Document extract:
While most Bengali castes ate meat and fish, this was barred for widows. Widows also did not use “heating” foods such as onions and garlic. But ginger was allowed, and this found a core place in Bengali curries, both vegetarian and non-vegetarian alike. Expensive spices such as saffron, cinnamon or cloves were used very sparingly, if at all. Nuts, dry fruits, milk and milk products were similarly scarce. In spite of all these restrictions, the food evolved in such a way that its deceptively simple preparations created the unending list of vegetarian options in Bengali cuisine. These dishes were cooked with elaborate precision and served with equal refinement. Multiple courses and an intricate formality about what goes with what and in which sequence, formed an enduring base for a rich and varied cuisine.

All that said, it is now time to take a look at what exactly is it like, to cook with leftovers. Well, given my limited knowledge; and not a very strong memory of all that I used to hate eating as a kid; this will be more of a peek, rather than a look. But the basic idea here, is to bring out the essence of it all. So here it is.

Goal A: Retype the passage on Bengali cooking, starting with "All that said, it" and going on through "here it is.".

Exercise inputs:
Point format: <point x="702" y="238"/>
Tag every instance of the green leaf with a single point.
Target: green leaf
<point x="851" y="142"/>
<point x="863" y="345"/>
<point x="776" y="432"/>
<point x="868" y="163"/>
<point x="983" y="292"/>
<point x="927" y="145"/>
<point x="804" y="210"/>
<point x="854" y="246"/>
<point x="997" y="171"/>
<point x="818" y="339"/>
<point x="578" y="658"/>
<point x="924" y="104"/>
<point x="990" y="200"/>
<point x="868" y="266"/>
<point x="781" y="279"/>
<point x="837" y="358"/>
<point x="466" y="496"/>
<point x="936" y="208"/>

---

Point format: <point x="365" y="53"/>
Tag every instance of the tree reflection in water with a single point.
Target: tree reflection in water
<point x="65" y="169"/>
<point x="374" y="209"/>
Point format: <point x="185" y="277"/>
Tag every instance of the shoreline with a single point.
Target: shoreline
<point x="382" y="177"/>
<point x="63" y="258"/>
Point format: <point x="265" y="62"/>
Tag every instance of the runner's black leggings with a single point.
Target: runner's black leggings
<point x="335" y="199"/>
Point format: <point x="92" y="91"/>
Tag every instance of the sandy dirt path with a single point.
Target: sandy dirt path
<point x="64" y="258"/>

Goal B: Find each line of the entries that contains the string "format", and copy every such line.

Written response A:
All that said, it is now time to take a look at what exactly is it like, to cook with leftovers. Well, given my limited knowledge; and not a very strong memory of all that I used to hate eating as a kid; this will be more of a peek, rather than a look. But the basic idea here, is to bring out the essence of it all. So here it is.

Written response B:
Point format: <point x="702" y="238"/>
Point format: <point x="365" y="53"/>
Point format: <point x="185" y="277"/>
Point format: <point x="265" y="62"/>
Point format: <point x="92" y="91"/>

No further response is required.